§ **Job**
Please rewrite everything in the material below from the line containing "Might I ask you to point at the sky" down to the line containing "point(699, 492)", swapping "Query" for "Label" and leaving all else unchanged.

§ **Input data**
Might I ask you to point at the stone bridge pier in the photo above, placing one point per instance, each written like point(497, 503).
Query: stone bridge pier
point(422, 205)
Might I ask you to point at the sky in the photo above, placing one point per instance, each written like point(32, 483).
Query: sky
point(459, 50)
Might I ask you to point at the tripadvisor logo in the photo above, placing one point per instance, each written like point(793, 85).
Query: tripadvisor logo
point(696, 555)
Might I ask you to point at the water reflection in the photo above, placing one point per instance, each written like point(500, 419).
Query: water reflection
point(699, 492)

==

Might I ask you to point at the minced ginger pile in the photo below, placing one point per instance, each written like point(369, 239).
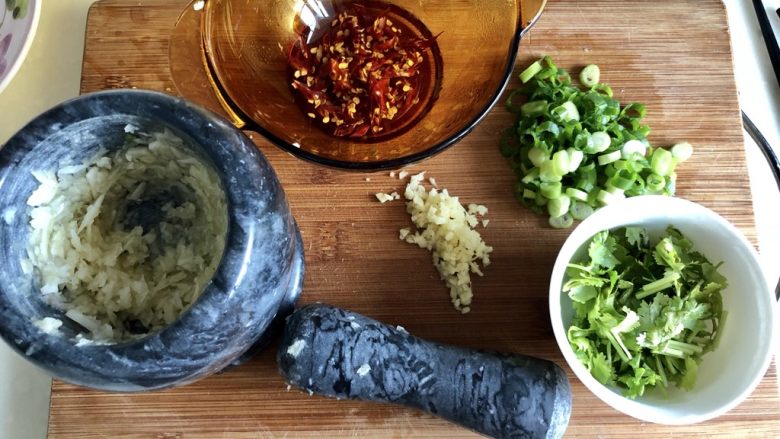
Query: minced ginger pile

...

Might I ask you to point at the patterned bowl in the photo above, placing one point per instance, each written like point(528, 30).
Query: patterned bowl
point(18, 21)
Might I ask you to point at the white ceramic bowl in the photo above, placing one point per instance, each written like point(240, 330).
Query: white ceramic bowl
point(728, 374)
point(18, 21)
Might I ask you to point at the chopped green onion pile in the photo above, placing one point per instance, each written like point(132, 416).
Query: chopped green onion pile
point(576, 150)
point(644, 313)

§ **Result of this exercise**
Might I ask you to point at the sky in the photo above, placing one point per instance, each written like point(32, 483).
Label: sky
point(459, 50)
Might I ask you to point at the tripadvisor logo in the photo above, placing one point per instance, each written like point(793, 85).
Label: tripadvisor logo
point(696, 555)
Might I ask you to point at the water reflection in the photo above, placing one point per instance, each written like point(500, 419).
Label: water reflection
point(699, 492)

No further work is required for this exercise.